**TUGAS WAJIB**
1 – Jawab pertanyaan berikut berdasarkan teks tentang Majapahit:
(a) Pada masa kekuasaan siapa masa keemasan Majapahit dicapai?
(b) Siapa yang memerintah Kadipaten Blambangan dan memberontak ingin melepaskan diri dari Majapahit?
(c) Apa nama perang saudara yang terjadi pada tahun 1401-1406 M?
2 – Perpanjang teks tentang Ahok di zaman Majapahit, mulai setelah kalimat terakhirnya.

**TEKS YANG DIBERIKAN**
-=-=-
Mohon tunggu...
Agung Webe
Agung Webe Mohon Tunggu... Konsultan - wellness coach di Highland Wellness Resort

Makan dengan makanan yang kita olah sendiri dengan bumbu organik tanpa perasa dan bahan kimia, dapat menyembuhkan hampir semua penyakit.

Selanjutnya

Tutup

Politik Pilihan

Siapakah Ahok di Zaman Majapahit?

10 Mei 2017   18:51 Diperbarui: 10 Mei 2017   19:00 3722
+
Laporkan Konten
Laporkan Akun
Kompasiana adalah platform blog. Konten ini menjadi tanggung jawab bloger dan tidak mewakili pandangan redaksi Kompas.
Lihat foto
Politik. Sumber ilustrasi: FREEPIK/Freepik

Majapahit adalah salah satu kerajaan besar dalam sejarah kerajaan Indonesia. Masa kebesaran kerajaan Majapahit dicapai pada masa kekuasaan Tribhuwanatunggadewi Jayawishnuwardhani (1328-1350 M) dan masa keemasan Majapahit dicapai pada masa kekuasaan Prabhu Hayam Wuruk (1350-1389 M).

Ada satu masa ketika kerjaan Majapahit sempat tergoncang akibat peperangan yang terjadi selama lima tahun, yaitu perang saudara yang terkenal dengan nama perang paregreg (1401-1406 M) pada masa kekuasaan raja kelima Majapahit, yaitu Wikramawardhana. Perang ini terjadi karena Bhre Wirabhumi yang memerintah Kadipaten Blambangan memberontak ingin melepaskan diri dari Majapahit. Namun akhirnya pemberontakan itu dapat ditumpas dengan melibatkan seorang ksatria yang punya turunan darah Blambangan itu sendiri, yaitu Minak Jinggo.

Dari sinilah cerita menarik Majapahit ini dimulai. Cerita ini adalah ‘sejarah mbeling’ yaitu cerita yang sudah saya modifikasi agar renyah, gurih, nikmat dan siap saji!

Rapat elit para politikus Majapahit sedang berlangsung karena sebentar lagi kerajaan besar itu akan melangsungkan pemilihan adipati untuk kabupaten yang berpengaruh terhadap kekuasaan Majapahit, yiatu Blambangan. Blambangan menjadi kadipaten strategis bagi Majapahit karena mempunyai anggaran APBD yang sangat besar dan merupakan setoran terbesar bagi para petinggi kerajaan. Salah satu partai besar Majapahit yang dipimpin oleh seorang wanita yang masih mengagumi Tribhuwanatunggadewi Jayawishnuwardhanisedang kebingungan karena calonnya belum mempunyai wakil Adipati. Kemudian dalam rapat elit tersebut partai ini terlibat ‘transaksi’ dengan partai lainnya yang merupakan pengagum Prabhu Hayam Wuruk dengan patih Gajah Mada yang bergaya militer dan keras!
-=-=-
**Entri dari dataset penunjukan**
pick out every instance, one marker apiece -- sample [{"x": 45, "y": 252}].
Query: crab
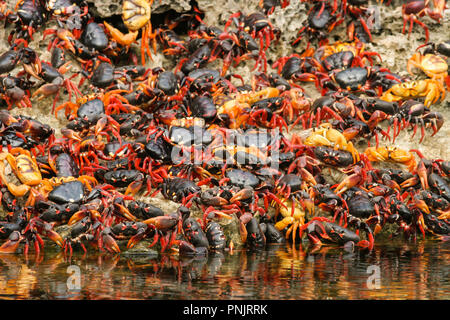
[
  {"x": 136, "y": 16},
  {"x": 291, "y": 220},
  {"x": 325, "y": 135},
  {"x": 433, "y": 91},
  {"x": 432, "y": 65},
  {"x": 26, "y": 170},
  {"x": 392, "y": 154}
]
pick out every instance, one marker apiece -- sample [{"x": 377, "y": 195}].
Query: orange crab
[
  {"x": 325, "y": 135},
  {"x": 432, "y": 90},
  {"x": 27, "y": 171},
  {"x": 291, "y": 220},
  {"x": 136, "y": 16},
  {"x": 392, "y": 154},
  {"x": 432, "y": 65}
]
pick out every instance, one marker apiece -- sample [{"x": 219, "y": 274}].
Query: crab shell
[{"x": 135, "y": 14}]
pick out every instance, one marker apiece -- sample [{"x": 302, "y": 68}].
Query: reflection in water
[{"x": 406, "y": 271}]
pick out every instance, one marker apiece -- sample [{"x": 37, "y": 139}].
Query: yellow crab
[
  {"x": 433, "y": 91},
  {"x": 392, "y": 154},
  {"x": 432, "y": 65},
  {"x": 27, "y": 171},
  {"x": 293, "y": 220},
  {"x": 135, "y": 16},
  {"x": 325, "y": 135}
]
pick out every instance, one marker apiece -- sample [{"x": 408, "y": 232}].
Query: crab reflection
[{"x": 407, "y": 271}]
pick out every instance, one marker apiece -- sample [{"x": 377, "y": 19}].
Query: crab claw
[
  {"x": 110, "y": 244},
  {"x": 162, "y": 222},
  {"x": 12, "y": 244},
  {"x": 348, "y": 183},
  {"x": 55, "y": 237},
  {"x": 77, "y": 216},
  {"x": 244, "y": 194}
]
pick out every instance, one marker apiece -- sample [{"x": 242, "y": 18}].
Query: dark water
[{"x": 403, "y": 270}]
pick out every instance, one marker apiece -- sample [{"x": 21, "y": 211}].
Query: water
[{"x": 403, "y": 270}]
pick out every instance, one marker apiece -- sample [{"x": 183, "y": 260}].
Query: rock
[{"x": 105, "y": 9}]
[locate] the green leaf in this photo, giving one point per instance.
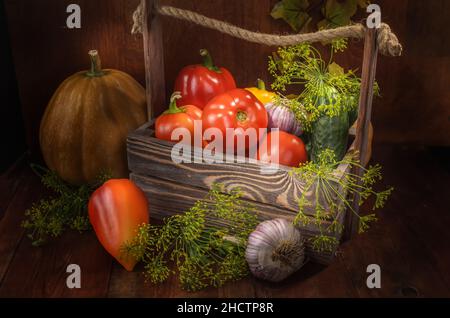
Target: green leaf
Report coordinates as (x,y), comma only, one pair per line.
(294,12)
(338,13)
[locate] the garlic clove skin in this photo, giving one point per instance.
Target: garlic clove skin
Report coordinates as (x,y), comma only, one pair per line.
(283,118)
(275,250)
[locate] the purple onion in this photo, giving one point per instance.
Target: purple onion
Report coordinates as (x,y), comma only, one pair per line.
(283,118)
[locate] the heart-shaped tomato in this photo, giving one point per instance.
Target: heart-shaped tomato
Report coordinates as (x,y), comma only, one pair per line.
(116,210)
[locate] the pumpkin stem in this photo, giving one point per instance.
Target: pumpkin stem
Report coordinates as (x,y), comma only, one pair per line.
(261,85)
(173,108)
(208,62)
(96,64)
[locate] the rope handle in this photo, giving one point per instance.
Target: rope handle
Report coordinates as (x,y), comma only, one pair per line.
(387,41)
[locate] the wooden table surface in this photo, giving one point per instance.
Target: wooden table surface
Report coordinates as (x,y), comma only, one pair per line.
(411,243)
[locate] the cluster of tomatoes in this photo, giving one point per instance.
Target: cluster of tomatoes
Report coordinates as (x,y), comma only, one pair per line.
(209,94)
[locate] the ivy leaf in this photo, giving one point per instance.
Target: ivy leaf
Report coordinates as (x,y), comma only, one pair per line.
(363,3)
(294,12)
(339,13)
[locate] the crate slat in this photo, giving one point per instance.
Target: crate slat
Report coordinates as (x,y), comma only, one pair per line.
(167,198)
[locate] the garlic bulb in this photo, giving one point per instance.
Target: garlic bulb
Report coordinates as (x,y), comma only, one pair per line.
(275,250)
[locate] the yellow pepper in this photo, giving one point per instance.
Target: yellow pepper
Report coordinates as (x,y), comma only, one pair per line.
(261,93)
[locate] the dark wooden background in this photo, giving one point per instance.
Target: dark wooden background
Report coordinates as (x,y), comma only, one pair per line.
(415,107)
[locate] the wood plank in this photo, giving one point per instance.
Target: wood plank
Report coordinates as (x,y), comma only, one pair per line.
(41,272)
(11,233)
(153,57)
(362,138)
(10,182)
(26,271)
(167,199)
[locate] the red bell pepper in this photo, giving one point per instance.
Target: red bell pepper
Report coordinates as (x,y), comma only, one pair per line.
(116,210)
(198,84)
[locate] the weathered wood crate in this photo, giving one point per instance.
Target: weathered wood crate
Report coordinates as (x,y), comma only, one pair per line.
(173,188)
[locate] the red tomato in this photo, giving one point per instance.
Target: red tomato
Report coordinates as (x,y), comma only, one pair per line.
(198,84)
(291,150)
(237,108)
(116,210)
(176,117)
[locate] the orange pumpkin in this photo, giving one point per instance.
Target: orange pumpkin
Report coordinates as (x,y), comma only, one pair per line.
(85,126)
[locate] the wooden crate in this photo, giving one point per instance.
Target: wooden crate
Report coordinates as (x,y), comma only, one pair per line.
(174,188)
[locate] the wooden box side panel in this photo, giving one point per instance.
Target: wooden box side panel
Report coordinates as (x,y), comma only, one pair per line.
(167,199)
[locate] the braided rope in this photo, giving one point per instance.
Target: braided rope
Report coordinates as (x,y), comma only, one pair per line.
(387,40)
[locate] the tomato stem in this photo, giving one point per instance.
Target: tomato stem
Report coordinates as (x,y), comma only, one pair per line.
(241,116)
(173,108)
(96,64)
(208,62)
(261,85)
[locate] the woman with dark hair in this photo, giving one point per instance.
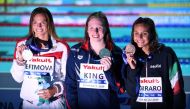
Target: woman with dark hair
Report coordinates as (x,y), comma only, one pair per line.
(153,73)
(40,63)
(91,78)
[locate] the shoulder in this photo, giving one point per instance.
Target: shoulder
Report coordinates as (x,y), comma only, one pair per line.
(76,47)
(60,44)
(117,50)
(20,42)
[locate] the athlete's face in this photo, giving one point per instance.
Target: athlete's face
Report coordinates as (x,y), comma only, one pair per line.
(39,27)
(141,36)
(95,30)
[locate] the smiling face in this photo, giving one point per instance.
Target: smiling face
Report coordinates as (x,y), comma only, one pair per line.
(141,36)
(39,27)
(95,30)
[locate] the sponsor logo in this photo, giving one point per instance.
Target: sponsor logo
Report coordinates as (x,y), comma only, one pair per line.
(155,66)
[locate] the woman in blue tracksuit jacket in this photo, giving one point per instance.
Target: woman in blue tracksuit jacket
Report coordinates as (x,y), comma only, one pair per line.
(87,85)
(153,74)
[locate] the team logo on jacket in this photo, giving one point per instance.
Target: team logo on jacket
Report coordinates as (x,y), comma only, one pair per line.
(80,57)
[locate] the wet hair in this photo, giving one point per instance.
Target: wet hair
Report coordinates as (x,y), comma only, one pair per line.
(107,34)
(49,19)
(153,37)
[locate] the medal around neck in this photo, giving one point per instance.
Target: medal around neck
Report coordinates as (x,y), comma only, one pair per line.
(27,54)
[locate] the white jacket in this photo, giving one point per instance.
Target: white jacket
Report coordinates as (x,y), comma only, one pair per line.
(59,51)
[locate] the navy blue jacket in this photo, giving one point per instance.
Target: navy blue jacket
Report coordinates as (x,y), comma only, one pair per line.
(86,98)
(162,63)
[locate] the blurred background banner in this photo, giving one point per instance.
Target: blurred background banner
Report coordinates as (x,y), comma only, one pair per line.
(172,19)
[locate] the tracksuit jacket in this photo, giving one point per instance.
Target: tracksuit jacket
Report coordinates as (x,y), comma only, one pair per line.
(163,63)
(87,98)
(59,52)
-=-=-
**JAWABAN**
1 –
(a) Prabhu Hayam Wuruk (1350-1389 M).
(b) Bhre Wirabhumi.
(c) Perang paregreg.

2 –
“Gue ada wakil. Ini anak masih lugu, jujur dan berani. Nanti kita pasangkan saja dan tinggal kita bagi untung.”

“Setuju deh, gue juga bingung dan daripada lama boleh gue ambil tawaran lu.”

Akhirnya kedua partai besar Majapahit ini berhasil mengusung nama untuk adipati Blambangan yang baru, yaitu Bhre Wirabhumi dan wakilnya yang masih lugu. Seiring berjalannya waktu ternyata Bhre Wirabhumi dan wakilnya mempunyai tujuan sendiri yaitu memerdekakan Blambangan.

“Gue nggak mau diatur-atur sama orang-orang dulunya ngangkat gue.” Kata Bhre.

“Wah itu namanya berkhianat dong,”

“Dalam politik nggak ada berkhianat, yang ada adalah kepentingan.”

Akhirnya Bhre Wirabumi mengadakan pemberontakan. Sekian lama bumi Majapahit mengalami gonjang-ganjing gara-gara pemberontakan Bhre. Pemberontakan dilakukan tidak dengan perang senjata, melainkan dengan perang media yang melibatkan pencitraan dan self image.

Melihat kesempatan yang sangat bagus, partai yang dulunya mengusung sang wakil Bhre, segera melakukan manuver. Ia mengundang khusus si wakil untuk mengeksekusi Bhre.

“Lu naik ya!”

“Bagaimana dengan partai dari Tribhuwana bos? Kan mereka yang back-up Bhre?”

“Tenang saja, mereka lagi nggak punya duit, lagi bangkrut.”

“Siap laksanakan bos!” kata si wakil yang bernama Minak Jinggo.

Minak Jinggo itung-itung berkhianat kepada Bhre, namun ia selalu ingat kata-kata Bhre bahwa dalam politik tidak ada pengkhianatan dan yang ada adalah kepentingan. Atas hasil pengkhianatan Minak Jinggo pemberontakan Bhre dapat diredam. Media berbalik kepada Minak. Pencitraan yang tadinya dibawa oleh Bhre berbalik kepada Minak. Self Image Minak juga naik. Walaupun Minak kalau bertutur kata kasar, keras dan apa adanya, hal tersebut menjadikan nilai jual tersendiri yang akhirnya disukai oleh masyarakat Blambangan.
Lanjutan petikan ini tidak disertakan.